**Aim of the task**
Write the next part of the text on pharmacy refill and overfilling practices, beginning right after its final sentence.

**Text passage**
===============

Nagel Rice is investigating claims against pharmacies for issues related to mistaken prescriptions or overfilling of prescriptions. Pharmacies including CVS are under scrutiny for allegedly encouraging the prescription of unnecessary medications and at times potentially harmful quantities, leading to the potential for a class action lawsuit. In the automated system, pharmacies repeatedly request refills, even for medications intended for short-term use, putting pressure on doctors and their office staff. In many instances, patients are not the ones initiating the request for refills. Pharmacists have also reported quotas and pressure for “successful” calls, defined as those leading to the agreement for a refill.
The American Psychiatric Association reported that CVS had been giving patients larger supplies of medication than prescribed by their doctors. While this is standard practice for maintenance medications for chronic conditions, it’s considered inappropriate for other drugs like lithium, often prescribed to bipolar patients and potentially lethal if taken in excess. Despite a system by CVS allowing doctors to request that 90-day supplies not be dispensed to their patients, reports suggest that this has not fully addressed the issue. CVS maintains that they are refining and enhancing the program, asserting that their outreach to patients and doctors helps patients stay up-to-date on medications, leading to lower costs and better health. However, critics argue these practices might be more focused on increasing sales.

===============

**Extracted records**
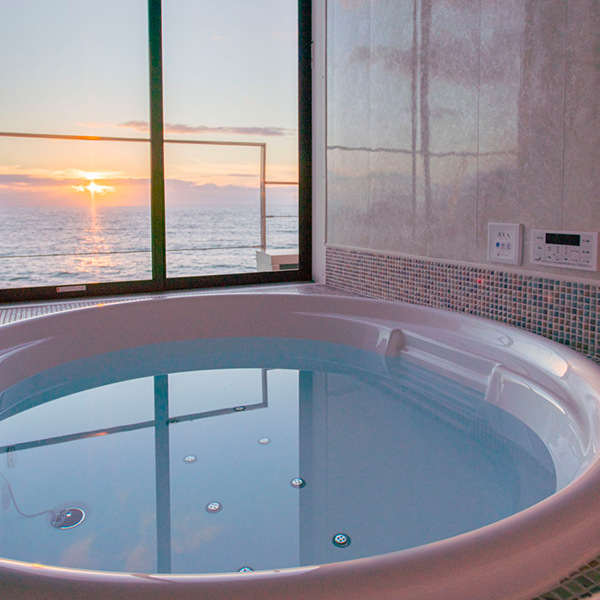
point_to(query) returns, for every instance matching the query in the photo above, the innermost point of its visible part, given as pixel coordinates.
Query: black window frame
(160, 282)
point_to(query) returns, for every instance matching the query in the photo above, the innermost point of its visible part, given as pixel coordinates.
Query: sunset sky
(80, 67)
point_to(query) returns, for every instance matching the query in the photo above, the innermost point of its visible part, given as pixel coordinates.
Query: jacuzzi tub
(551, 389)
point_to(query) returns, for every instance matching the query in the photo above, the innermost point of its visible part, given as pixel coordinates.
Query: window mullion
(157, 144)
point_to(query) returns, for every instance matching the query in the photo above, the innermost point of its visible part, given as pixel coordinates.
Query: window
(148, 145)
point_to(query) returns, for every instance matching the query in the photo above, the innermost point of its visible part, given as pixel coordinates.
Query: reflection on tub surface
(300, 453)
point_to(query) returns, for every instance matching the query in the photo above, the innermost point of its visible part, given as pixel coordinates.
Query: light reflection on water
(389, 455)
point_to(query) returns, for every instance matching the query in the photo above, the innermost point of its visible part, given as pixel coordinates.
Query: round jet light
(298, 482)
(68, 518)
(213, 507)
(341, 540)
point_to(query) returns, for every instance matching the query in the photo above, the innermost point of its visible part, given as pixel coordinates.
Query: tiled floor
(584, 583)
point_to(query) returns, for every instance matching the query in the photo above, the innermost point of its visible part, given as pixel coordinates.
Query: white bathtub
(553, 390)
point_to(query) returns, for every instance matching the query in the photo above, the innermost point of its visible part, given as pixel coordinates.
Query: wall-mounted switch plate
(505, 243)
(570, 249)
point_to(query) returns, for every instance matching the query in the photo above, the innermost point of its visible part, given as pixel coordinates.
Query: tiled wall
(561, 310)
(445, 115)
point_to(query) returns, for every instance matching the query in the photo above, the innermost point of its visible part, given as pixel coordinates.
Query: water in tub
(213, 456)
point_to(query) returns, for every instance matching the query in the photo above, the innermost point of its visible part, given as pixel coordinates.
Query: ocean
(64, 246)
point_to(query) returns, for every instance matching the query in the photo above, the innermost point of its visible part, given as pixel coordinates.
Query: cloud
(22, 190)
(195, 129)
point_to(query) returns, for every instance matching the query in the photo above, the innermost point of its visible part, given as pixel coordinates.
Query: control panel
(572, 249)
(505, 243)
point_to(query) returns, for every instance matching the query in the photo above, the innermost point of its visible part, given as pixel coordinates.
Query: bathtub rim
(526, 529)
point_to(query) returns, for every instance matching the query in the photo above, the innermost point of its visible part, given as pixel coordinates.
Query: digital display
(564, 239)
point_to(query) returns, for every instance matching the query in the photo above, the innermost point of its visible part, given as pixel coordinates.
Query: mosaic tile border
(580, 585)
(561, 310)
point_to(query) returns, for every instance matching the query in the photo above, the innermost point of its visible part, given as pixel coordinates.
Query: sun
(94, 188)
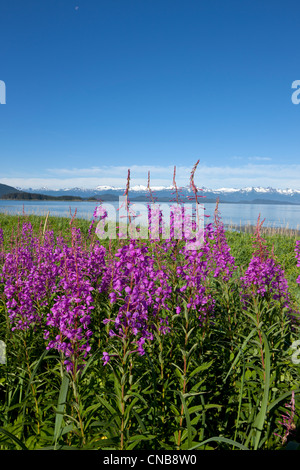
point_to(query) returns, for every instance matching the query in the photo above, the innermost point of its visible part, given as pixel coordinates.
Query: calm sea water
(241, 214)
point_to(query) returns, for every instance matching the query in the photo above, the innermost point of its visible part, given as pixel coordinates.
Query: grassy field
(143, 345)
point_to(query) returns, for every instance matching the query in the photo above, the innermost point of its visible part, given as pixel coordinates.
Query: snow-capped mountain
(139, 192)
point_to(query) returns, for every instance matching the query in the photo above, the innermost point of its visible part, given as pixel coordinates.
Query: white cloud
(251, 174)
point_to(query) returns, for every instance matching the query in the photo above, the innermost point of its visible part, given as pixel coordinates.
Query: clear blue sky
(95, 87)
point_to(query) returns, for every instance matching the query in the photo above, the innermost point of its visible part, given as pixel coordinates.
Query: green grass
(224, 387)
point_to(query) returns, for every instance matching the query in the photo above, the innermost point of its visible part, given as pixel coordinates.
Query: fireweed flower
(264, 276)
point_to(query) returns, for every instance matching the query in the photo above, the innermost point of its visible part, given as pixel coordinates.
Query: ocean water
(275, 215)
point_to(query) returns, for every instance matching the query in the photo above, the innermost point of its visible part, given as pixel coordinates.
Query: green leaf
(13, 438)
(221, 439)
(61, 407)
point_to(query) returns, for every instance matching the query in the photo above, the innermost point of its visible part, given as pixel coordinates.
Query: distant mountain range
(253, 195)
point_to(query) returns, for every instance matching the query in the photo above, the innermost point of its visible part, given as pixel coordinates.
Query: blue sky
(94, 87)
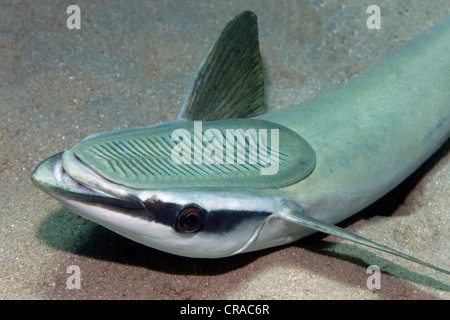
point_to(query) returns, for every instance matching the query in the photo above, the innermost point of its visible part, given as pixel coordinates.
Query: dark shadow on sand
(67, 231)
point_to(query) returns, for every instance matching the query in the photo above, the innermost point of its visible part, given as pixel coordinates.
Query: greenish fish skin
(357, 142)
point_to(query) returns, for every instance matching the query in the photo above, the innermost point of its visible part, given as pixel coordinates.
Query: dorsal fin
(229, 82)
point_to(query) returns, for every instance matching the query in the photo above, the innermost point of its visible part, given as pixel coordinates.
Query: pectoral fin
(295, 214)
(229, 82)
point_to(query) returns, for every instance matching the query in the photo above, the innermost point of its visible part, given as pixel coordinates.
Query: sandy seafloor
(131, 65)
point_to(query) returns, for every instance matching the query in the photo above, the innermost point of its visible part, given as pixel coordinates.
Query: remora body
(338, 154)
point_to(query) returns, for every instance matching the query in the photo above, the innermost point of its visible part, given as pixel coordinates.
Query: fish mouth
(52, 177)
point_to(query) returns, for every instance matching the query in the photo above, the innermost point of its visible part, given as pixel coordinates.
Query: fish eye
(190, 219)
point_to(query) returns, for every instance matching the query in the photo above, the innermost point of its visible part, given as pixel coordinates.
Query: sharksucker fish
(226, 177)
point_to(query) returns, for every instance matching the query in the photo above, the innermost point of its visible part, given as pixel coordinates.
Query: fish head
(129, 181)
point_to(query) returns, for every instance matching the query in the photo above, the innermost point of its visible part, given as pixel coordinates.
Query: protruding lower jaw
(52, 177)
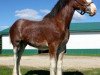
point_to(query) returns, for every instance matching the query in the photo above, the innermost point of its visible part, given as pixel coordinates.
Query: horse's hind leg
(17, 56)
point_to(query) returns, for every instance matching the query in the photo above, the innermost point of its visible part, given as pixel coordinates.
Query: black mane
(60, 4)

===============

**Response box**
CVS Class Action Lawsuit
Over-prescribing medications could have serious implications for both patients and Doctors’ offices including:
- Patient Safety Concerns: The most immediate danger of pharmacies over-prescribing medications lies in the risk to patient safety. Over-prescription can lead to adverse drug reactions, increased risk of drug interactions, and the potential for overdose, particularly with potent medications. For instance, drugs like lithium, used in treating bipolar disorder, can be lethal in excessive amounts. Furthermore, there are risks associated with extended use of medications intended only for short-term treatment, such as certain steroids or antibiotics. Overuse of antibiotics, for example, can contribute to antibiotic resistance, a major global health concern.
- Out of Pocket Damages: Patients end up paying for medication they don’t need. Prescription medication can sometimes cost hundreds of dollars especially if the patient does not have health insurance or their health insurance does not cover the prescribed medication.
- Doctor’s Offices Have to Respond to Refill Requests: Doctors’ offices are inundated on a daily basis with prescription refill requests by CVS that were not prescribed by the doctor or requested by the patient. Doctors and their staff are then forced to take countless hours out of each day to deny these baseless and dangerous prescription refill requests at the expense of patient visits.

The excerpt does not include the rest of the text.